- _Given passage_
Diez said:
> > I do not think we need to parse the xml-rpc request. The xml-rpc
> > controller will already do this.
> 
> You think wrong, because the way repoze.who works is that it identifies
> users  on the ingress, way before the request hits your controller. So if
> you go with the officially appraised repoze.who-way, you in fact do have
> to parse each and every XMLRCP-request, filter out the login-calls, and
> then perform the identification as written in the tutorials Gustavo
> mentioned (unless you reside to using regexp to parse the body of course..
> . another can of worms....)
> So IMHO this is prohibitive to use the normal way of working with
> repoze.who  because you end up eating CPU-cycles for nothing. But see
> below.

There's no officially appraised way to do it, you can do it however you 
want/need.

You said that the only way to pass that information was in the XML-based body 
in the request and therefore I explained how to do it that way.

But HTTP authentication is pretty common in XML-RPC too, where there's no code 
to write and nothing to parse. It will Just Work.


> >  Here is the xml-rpc controller method
> >   def login(user, password):
> >       # need some calls that would "authenticate" using repos.who
> >       # and set session context, if the auth is correct. (similar to
> >
> > login success.)
> >
> > 
> >       return success or failure.
> 
> For above mentioned reason, this is not the way repoze.who wants to work.

- _Data lines_
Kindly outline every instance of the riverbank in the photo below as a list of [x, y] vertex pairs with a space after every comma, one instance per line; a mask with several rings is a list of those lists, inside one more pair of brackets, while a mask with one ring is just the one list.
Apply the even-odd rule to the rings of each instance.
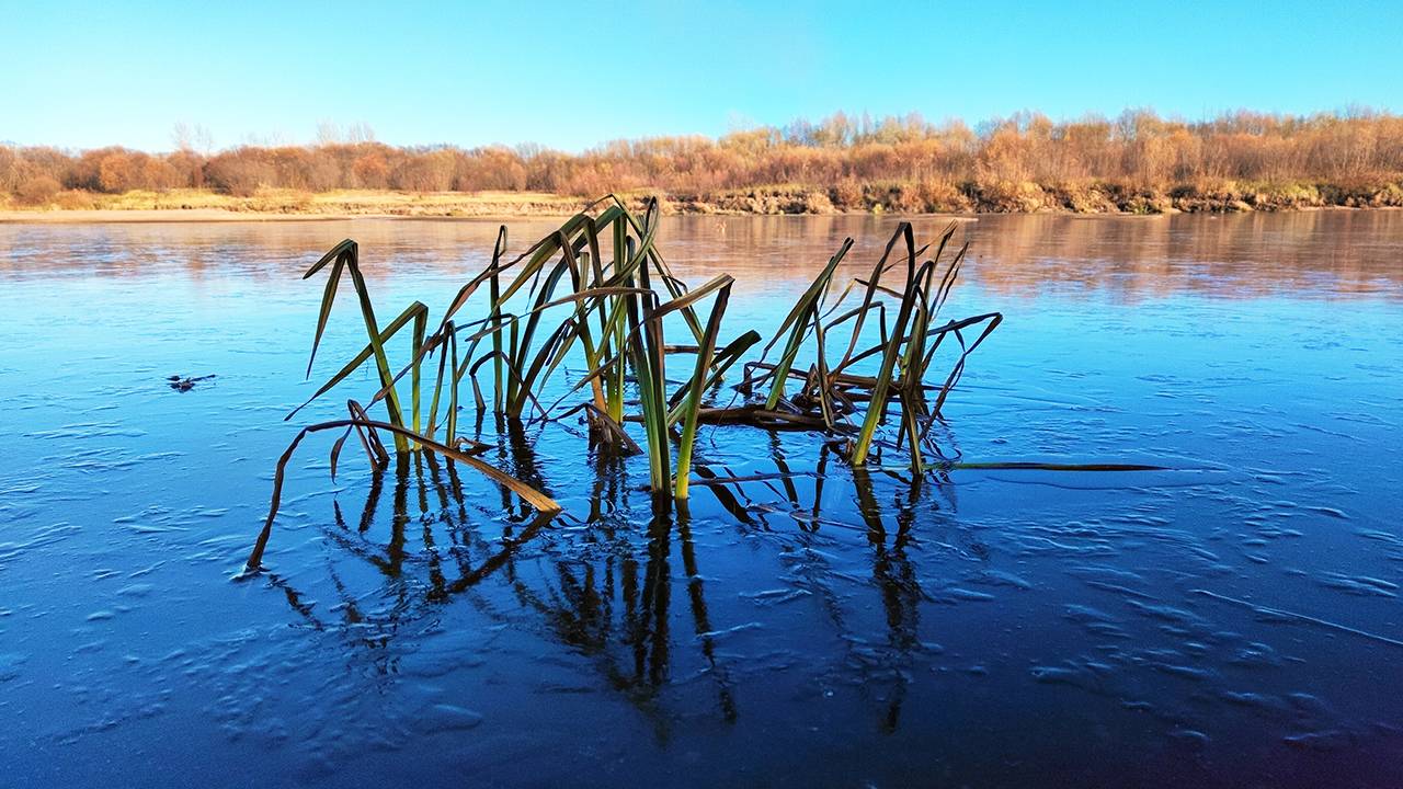
[[[624, 199], [641, 208], [648, 192]], [[714, 194], [658, 195], [665, 213], [1235, 213], [1320, 208], [1403, 208], [1403, 184], [1218, 183], [1162, 190], [1114, 183], [962, 185], [943, 183], [774, 185]], [[42, 205], [0, 202], [0, 222], [220, 222], [338, 219], [354, 216], [512, 218], [568, 216], [584, 198], [549, 192], [401, 192], [257, 190], [234, 197], [206, 190], [132, 191], [121, 195], [66, 191]]]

- _Problem requirements_
Copy out the whole email about repoze.who and XML-RPC logins from above word for word, keeping every line and quote mark as it appears.

- _Task output_
Diez said:
> > I do not think we need to parse the xml-rpc request. The xml-rpc
> > controller will already do this.
> 
> You think wrong, because the way repoze.who works is that it identifies
> users  on the ingress, way before the request hits your controller. So if
> you go with the officially appraised repoze.who-way, you in fact do have
> to parse each and every XMLRCP-request, filter out the login-calls, and
> then perform the identification as written in the tutorials Gustavo
> mentioned (unless you reside to using regexp to parse the body of course..
> . another can of worms....)
> So IMHO this is prohibitive to use the normal way of working with
> repoze.who  because you end up eating CPU-cycles for nothing. But see
> below.

There's no officially appraised way to do it, you can do it however you 
want/need.

You said that the only way to pass that information was in the XML-based body 
in the request and therefore I explained how to do it that way.

But HTTP authentication is pretty common in XML-RPC too, where there's no code 
to write and nothing to parse. It will Just Work.


> >  Here is the xml-rpc controller method
> >   def login(user, password):
> >       # need some calls that would "authenticate" using repos.who
> >       # and set session context, if the auth is correct. (similar to
> >
> > login success.)
> >
> > 
> >       return success or failure.
> 
> For above mentioned reason, this is not the way repoze.who wants to work.